TASK DETAILS:
Continue the short piece below on how stress affects digestion, starting right after its last sentence.

*** TEXT FOR ANALYSIS Section Begins ***

(Even if you’re eating “healthy”)
Most people assume that if they’re bloated, it must be something they ate. But one of the biggest drivers of digestive issues has nothing to do with food at all.
It’s stress. Not just big, obvious stress, but the subtle, everyday kind:
- rushing through meals
- eating at your desk
- scrolling your phone while you eat
- answering emails between bites
- feeling tense, distracted, or overwhelmed
Your body doesn’t separate “emotional stress” from “physical danger.” It responds the same way to both.
Your body can’t digest well in survival mode
Your nervous system has two main states:
1. Fight or Flight (Sympathetic State)
This is your survival mode.
When your body senses stress, it prioritizes:
- focus
- alertness
- quick reactions
And it downregulates:
- digestion
- nutrient absorption
- stomach acid production
- enzyme release
In this state, your body is not thinking about digesting your lunch. It’s thinking about survival.
2. Rest and Digest (Parasympathetic State)
This is where digestion actually happens.
In this state:
- stomach acid increases
- enzymes are released
- food is broken down efficiently
- nutrients are absorbed properly
This is the state your body needs to be in to feel good after eating.

*** TEXT FOR ANALYSIS Section Ends ***
*** RECORDS Section Begins ***

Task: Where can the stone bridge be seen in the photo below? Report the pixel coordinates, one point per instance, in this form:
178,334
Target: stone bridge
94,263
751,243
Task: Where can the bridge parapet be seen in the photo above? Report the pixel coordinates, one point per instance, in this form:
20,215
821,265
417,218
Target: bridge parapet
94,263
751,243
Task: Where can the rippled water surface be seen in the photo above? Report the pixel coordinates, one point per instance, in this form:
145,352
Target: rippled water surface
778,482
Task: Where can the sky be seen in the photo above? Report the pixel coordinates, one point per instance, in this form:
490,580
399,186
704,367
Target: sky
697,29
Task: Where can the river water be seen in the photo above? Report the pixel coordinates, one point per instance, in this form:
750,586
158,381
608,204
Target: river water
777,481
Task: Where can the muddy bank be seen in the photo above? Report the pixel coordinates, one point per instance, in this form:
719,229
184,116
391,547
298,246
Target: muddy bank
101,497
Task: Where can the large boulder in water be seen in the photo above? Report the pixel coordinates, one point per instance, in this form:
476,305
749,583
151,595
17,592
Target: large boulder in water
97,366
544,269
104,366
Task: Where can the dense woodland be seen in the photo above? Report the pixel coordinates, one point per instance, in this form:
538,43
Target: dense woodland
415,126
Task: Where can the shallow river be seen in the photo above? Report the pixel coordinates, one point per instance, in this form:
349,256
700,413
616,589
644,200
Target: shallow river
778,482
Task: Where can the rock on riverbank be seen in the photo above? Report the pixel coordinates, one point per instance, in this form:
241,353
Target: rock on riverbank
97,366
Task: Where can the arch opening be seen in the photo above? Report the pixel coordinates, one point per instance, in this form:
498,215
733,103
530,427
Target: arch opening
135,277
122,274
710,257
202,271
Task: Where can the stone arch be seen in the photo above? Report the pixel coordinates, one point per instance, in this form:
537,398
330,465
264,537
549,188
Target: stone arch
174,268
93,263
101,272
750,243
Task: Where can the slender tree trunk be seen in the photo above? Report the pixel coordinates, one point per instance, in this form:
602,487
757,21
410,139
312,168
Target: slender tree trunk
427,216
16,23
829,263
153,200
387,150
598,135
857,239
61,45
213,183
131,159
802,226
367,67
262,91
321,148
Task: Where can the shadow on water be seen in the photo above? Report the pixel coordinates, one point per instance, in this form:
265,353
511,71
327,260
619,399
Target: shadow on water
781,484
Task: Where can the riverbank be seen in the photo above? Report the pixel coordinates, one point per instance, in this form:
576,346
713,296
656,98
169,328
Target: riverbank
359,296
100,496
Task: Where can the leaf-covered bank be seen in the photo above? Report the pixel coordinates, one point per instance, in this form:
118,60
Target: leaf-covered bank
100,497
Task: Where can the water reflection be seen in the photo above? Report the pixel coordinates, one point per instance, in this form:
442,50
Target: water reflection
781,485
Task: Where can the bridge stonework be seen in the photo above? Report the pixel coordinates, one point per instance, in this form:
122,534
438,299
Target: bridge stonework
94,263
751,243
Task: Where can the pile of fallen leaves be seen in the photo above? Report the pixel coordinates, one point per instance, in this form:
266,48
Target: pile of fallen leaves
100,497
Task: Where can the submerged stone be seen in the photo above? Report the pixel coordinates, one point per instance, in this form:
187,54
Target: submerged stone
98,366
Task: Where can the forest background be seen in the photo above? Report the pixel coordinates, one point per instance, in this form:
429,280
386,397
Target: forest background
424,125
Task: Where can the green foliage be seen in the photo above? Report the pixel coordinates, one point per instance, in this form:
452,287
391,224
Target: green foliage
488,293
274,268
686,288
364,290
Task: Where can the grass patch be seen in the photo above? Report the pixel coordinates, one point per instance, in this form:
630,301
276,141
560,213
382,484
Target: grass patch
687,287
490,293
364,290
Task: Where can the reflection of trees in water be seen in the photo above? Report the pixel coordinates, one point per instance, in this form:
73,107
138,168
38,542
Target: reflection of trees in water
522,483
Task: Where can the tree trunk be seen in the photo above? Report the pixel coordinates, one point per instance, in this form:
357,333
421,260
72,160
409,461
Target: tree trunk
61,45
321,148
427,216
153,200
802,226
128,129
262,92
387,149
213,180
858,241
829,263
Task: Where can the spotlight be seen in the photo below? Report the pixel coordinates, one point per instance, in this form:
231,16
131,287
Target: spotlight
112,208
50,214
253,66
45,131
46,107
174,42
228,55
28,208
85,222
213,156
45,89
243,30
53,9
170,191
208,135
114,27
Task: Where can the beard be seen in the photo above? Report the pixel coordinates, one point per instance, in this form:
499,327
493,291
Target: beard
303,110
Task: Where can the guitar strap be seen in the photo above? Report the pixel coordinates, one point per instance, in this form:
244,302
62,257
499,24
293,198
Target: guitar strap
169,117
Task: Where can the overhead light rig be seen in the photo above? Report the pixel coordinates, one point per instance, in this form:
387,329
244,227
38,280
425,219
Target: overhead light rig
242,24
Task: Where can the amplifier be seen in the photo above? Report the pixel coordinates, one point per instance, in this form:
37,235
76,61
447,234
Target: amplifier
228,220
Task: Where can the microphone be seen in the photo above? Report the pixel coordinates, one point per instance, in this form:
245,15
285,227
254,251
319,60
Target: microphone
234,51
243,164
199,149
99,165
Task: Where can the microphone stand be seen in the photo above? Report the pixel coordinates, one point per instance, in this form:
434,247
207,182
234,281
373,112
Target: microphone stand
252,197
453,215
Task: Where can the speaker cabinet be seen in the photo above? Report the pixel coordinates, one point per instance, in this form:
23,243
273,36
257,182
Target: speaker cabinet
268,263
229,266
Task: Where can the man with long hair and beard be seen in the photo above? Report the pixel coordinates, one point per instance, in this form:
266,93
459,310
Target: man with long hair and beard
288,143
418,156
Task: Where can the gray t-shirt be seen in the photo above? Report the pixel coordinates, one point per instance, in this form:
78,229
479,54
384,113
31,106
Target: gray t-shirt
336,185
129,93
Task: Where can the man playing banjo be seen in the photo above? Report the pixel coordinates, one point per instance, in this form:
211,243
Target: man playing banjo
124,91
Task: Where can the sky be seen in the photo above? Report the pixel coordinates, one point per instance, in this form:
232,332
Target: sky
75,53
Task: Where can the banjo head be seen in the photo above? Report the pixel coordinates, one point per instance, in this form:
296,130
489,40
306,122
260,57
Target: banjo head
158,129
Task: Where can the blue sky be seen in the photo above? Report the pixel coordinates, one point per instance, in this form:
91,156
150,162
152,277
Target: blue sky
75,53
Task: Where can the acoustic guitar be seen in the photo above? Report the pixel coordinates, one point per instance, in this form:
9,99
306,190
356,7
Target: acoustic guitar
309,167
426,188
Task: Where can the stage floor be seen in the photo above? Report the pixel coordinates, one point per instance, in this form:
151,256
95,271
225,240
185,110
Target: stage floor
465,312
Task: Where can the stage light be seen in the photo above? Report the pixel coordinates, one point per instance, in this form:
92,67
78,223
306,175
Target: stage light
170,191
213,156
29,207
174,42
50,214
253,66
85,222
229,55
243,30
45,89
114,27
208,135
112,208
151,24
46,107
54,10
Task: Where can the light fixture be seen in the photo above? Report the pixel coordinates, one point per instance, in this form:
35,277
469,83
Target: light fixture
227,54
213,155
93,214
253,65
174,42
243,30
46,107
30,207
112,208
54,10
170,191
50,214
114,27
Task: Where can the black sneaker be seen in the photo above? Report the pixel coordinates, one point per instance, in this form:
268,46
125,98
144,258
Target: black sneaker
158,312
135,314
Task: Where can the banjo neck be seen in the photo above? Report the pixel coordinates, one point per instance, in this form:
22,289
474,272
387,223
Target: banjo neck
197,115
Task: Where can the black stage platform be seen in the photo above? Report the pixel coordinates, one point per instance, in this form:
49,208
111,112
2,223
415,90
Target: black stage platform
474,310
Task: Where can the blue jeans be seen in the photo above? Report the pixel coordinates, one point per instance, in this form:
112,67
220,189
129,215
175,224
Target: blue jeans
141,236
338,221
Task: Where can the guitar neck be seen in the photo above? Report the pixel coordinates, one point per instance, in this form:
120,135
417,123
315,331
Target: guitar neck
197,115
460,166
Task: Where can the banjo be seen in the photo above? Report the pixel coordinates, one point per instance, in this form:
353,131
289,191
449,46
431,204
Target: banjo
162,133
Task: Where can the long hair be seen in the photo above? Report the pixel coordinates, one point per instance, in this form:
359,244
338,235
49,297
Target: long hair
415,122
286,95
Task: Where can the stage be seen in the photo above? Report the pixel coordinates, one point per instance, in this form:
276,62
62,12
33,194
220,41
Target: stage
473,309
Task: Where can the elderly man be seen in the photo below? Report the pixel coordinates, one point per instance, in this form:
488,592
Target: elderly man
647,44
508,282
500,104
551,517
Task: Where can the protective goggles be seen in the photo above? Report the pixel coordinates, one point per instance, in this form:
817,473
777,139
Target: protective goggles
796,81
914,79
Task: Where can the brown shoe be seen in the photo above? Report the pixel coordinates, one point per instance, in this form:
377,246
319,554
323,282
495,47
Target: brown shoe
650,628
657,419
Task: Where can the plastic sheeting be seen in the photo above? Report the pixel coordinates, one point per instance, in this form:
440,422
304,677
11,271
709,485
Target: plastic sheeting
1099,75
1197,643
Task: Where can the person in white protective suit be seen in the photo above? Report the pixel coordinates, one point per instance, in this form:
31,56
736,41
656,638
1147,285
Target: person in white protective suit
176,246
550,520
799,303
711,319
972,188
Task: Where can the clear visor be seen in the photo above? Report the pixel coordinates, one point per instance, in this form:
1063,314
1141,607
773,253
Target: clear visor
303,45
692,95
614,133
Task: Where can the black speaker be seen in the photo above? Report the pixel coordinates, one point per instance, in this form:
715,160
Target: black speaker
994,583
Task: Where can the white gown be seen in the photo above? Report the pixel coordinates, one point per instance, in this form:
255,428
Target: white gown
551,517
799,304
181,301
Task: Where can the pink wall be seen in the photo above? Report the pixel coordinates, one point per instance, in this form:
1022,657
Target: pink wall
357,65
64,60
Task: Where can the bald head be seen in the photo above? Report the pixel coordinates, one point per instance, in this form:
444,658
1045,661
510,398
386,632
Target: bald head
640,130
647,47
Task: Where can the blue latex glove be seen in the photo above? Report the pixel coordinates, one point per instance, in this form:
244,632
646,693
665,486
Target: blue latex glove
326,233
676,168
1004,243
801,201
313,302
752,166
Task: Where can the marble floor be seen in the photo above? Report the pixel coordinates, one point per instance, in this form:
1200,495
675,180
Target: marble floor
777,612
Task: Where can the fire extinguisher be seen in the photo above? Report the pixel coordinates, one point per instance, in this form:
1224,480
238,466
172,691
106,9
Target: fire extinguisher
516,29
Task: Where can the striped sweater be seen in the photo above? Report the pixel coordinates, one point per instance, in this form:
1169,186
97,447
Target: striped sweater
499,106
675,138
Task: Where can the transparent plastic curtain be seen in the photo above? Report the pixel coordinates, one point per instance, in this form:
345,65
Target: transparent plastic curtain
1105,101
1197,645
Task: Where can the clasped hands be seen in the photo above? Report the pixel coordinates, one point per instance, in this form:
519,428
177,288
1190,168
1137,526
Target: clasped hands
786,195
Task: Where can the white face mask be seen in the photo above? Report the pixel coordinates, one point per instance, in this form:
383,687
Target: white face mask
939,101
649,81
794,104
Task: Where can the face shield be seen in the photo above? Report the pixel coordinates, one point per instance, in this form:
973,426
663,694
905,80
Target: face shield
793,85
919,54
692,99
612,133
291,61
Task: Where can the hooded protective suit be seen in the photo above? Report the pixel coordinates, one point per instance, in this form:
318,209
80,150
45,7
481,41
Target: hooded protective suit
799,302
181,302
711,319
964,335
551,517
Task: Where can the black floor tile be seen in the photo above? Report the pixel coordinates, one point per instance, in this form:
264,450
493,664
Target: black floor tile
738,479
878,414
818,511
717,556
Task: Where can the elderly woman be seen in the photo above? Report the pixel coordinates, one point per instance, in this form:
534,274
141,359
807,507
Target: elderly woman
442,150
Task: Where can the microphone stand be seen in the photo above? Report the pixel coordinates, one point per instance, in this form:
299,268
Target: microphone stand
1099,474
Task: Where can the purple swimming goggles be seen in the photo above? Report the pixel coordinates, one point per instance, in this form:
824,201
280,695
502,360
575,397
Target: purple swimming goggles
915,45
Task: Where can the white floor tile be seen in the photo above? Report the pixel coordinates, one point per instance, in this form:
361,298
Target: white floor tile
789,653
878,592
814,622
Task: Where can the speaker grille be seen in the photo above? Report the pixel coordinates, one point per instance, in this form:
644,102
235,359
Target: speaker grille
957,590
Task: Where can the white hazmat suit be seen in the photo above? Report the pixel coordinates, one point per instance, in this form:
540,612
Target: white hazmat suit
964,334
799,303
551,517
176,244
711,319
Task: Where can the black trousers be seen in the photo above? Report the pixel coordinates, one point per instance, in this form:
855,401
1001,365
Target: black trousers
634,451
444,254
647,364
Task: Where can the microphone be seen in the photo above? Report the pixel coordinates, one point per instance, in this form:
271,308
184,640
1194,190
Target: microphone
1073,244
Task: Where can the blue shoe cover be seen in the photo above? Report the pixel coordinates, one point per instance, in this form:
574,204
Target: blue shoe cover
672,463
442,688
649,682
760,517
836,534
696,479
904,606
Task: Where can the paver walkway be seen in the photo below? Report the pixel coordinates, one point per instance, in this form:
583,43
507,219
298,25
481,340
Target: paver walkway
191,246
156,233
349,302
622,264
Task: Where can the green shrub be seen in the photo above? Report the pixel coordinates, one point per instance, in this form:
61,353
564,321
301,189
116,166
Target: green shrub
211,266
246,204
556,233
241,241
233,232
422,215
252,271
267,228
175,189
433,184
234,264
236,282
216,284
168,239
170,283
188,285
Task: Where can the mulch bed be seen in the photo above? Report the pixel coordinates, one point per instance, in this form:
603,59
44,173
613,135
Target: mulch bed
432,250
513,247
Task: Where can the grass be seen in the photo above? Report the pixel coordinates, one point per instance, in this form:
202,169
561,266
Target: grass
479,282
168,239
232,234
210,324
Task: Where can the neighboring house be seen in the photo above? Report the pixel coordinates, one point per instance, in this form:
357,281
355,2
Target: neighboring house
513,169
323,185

*** RECORDS Section Ends ***

OUTPUT:
Why this matters more than you think
You can eat the “perfect” meal, but if you’re stressed while eating it, your body may not break it down properly, absorb nutrients, or move it efficiently through your digestive system
Which can lead to bloating, gas and discomfort after meals.
This is why so many people say, “I eat healthy… but I still feel off.”
The missing piece most people overlook
It’s not just what you eat. It’s the state your body is in when you eat it.
This is where patterns begin to emerge:
You feel fine on weekends, but bloated during the workweek
You digest well at dinner, but not at lunch
You feel worse when you eat quickly or are distracted
That’s not random. That’s your nervous system.
A simple shift to start with
Before your next meal, try this:
- Pause for a moment
- Take 2–3 slow, deep breaths
- Relax your shoulders and jaw
- Put your phone away
- Give your body a few seconds to shift out of “go mode”
That small pause can significantly improve how your body processes your food.
One client put it this way
“What intrigued me was how much attention they paid to how my body reacted to food. I had never thought about whether my digestion was actually ‘happy.’”
That awareness is often the turning point.
The takeaway
If your digestion feels unpredictable…
If you’re bloated even when you eat well…
If your symptoms seem to come and go…
Your body isn’t random.
It’s responding to your state, your environment, and your patterns. And once you start paying attention to those patterns, things begin to make a lot more sense.